▶ EXERCISE INSTRUCTIONS: When scanning the data, count every line with "target" in it, and report only the resulting number.

▶ TASK INPUTS:
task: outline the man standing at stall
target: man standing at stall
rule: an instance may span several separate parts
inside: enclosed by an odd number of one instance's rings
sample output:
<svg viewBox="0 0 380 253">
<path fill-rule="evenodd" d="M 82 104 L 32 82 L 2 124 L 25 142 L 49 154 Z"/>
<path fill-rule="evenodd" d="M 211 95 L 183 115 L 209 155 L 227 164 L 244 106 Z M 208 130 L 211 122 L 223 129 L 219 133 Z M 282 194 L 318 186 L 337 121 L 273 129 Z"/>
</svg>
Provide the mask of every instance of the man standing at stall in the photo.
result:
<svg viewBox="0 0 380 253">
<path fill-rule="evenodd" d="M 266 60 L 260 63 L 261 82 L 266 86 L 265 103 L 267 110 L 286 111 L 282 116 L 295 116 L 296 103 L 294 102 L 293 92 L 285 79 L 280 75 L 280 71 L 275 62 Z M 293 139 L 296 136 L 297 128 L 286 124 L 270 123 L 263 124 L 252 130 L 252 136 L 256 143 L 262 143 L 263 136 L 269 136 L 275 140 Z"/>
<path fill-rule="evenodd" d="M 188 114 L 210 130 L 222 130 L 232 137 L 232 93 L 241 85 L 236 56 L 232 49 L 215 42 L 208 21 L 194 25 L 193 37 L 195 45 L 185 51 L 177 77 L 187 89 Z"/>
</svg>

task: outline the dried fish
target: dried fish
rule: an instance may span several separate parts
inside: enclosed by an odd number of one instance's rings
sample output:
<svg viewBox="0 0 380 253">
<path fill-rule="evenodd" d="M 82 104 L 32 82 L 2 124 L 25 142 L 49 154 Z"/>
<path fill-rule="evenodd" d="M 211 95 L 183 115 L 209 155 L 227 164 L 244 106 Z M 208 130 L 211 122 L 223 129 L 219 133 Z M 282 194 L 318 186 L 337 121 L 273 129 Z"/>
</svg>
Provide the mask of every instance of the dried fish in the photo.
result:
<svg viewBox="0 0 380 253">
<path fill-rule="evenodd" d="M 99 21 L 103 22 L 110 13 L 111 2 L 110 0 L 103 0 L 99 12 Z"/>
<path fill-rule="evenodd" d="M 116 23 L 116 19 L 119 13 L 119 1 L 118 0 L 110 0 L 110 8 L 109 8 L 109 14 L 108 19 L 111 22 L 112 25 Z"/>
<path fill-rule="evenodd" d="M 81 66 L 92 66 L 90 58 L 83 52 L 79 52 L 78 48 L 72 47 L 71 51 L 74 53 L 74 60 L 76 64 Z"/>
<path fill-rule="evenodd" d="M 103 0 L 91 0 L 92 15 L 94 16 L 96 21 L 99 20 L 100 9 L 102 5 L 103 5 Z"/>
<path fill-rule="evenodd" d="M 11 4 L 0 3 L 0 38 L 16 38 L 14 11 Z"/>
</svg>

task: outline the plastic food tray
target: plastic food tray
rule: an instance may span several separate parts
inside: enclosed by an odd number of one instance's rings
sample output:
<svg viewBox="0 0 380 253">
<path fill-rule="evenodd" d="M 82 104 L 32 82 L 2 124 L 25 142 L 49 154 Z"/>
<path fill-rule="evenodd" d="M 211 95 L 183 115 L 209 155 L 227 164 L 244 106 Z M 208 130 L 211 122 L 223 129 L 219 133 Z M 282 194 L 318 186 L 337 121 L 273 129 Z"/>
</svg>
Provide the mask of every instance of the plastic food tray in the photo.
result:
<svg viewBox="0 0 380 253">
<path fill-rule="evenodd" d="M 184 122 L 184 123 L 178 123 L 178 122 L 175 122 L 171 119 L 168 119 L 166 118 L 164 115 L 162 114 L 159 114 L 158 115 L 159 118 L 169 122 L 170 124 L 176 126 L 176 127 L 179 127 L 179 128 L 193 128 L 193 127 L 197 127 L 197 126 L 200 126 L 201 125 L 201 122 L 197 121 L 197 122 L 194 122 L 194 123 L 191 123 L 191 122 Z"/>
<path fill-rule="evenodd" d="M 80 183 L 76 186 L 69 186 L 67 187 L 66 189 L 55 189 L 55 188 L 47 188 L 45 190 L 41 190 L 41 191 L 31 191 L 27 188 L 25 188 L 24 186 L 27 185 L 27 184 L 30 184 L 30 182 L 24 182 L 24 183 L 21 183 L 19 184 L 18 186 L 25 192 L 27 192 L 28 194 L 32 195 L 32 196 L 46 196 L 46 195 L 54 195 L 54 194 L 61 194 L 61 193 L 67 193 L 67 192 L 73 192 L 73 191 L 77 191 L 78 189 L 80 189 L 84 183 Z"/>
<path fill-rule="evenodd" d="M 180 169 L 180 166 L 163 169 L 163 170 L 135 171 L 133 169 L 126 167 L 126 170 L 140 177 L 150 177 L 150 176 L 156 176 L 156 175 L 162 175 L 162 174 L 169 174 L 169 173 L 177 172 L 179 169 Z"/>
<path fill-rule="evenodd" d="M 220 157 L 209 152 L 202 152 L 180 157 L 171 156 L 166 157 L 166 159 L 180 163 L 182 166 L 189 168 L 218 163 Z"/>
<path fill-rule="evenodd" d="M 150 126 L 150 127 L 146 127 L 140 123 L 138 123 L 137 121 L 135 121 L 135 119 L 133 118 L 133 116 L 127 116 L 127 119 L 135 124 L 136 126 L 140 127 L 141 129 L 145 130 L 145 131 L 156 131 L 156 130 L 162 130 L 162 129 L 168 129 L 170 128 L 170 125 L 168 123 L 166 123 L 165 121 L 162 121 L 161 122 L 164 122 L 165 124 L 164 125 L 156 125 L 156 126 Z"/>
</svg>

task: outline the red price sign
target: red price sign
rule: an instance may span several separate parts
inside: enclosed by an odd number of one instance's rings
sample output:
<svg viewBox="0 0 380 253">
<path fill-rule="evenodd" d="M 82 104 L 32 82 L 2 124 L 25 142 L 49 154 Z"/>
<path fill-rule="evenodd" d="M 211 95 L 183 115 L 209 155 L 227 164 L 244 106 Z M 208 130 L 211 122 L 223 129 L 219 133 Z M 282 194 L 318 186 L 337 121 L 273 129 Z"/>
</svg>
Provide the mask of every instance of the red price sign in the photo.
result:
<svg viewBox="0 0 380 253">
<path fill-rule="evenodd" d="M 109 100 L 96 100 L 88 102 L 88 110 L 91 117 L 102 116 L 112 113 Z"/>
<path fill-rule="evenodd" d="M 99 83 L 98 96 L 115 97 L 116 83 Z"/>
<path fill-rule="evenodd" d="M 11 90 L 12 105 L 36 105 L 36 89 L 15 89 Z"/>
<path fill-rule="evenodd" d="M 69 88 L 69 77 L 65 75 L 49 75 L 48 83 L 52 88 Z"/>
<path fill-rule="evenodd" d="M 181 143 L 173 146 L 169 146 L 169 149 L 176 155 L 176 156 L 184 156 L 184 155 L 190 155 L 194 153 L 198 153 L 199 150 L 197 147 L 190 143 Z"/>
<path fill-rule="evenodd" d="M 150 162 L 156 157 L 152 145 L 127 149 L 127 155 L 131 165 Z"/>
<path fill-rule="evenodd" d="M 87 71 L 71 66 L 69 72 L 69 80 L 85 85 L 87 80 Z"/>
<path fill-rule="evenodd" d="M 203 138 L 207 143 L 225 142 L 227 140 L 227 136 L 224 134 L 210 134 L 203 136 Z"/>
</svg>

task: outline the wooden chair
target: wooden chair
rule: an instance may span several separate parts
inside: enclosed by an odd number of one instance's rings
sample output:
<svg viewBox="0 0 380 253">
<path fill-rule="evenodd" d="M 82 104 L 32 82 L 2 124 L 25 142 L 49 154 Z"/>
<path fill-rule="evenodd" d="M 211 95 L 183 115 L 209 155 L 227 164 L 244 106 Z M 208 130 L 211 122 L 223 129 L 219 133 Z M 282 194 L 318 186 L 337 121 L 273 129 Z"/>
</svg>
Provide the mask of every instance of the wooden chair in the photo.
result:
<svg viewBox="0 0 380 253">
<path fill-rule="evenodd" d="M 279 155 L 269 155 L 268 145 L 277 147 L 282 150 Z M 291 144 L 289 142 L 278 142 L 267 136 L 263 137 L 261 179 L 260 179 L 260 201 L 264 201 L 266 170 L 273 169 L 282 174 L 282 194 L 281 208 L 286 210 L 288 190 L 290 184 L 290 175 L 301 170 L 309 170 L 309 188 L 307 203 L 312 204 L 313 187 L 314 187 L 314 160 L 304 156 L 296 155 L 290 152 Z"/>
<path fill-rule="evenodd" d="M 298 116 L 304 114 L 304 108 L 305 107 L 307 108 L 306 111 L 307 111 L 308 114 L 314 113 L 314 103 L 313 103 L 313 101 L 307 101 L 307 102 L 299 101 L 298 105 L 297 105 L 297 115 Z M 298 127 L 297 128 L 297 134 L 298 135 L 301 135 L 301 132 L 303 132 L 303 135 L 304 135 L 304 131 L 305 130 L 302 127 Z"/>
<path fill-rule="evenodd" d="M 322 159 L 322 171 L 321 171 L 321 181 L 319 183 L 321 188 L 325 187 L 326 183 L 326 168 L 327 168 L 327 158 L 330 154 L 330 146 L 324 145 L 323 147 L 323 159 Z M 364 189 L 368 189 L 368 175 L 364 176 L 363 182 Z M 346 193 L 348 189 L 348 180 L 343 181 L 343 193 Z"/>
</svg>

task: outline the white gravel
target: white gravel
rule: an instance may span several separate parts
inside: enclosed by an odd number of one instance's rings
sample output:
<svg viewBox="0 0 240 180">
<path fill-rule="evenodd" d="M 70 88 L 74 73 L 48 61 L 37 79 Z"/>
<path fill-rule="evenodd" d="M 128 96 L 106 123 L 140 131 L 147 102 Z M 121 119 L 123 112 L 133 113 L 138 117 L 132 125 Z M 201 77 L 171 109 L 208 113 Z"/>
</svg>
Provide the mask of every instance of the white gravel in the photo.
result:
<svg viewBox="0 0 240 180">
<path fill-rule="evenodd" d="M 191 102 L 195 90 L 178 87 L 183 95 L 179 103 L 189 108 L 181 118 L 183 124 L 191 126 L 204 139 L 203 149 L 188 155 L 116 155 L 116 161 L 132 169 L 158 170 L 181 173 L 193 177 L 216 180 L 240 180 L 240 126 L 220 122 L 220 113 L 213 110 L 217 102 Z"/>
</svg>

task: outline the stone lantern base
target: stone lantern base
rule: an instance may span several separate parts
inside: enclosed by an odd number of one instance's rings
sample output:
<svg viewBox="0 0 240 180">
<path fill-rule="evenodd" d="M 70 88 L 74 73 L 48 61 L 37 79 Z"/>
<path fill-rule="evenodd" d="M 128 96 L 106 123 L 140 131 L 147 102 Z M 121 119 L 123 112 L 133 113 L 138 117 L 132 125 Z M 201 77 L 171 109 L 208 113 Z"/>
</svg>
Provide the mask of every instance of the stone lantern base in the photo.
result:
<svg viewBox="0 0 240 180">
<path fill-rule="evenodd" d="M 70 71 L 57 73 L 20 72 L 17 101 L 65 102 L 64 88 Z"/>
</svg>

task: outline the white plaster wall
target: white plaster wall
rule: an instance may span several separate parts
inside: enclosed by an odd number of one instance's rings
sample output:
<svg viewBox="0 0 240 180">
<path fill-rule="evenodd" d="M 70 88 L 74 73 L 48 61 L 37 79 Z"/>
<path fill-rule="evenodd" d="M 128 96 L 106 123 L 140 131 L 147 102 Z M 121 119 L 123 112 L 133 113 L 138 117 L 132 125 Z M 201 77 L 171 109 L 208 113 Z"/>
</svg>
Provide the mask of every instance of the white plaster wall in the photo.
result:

▶ RESULT BELOW: 8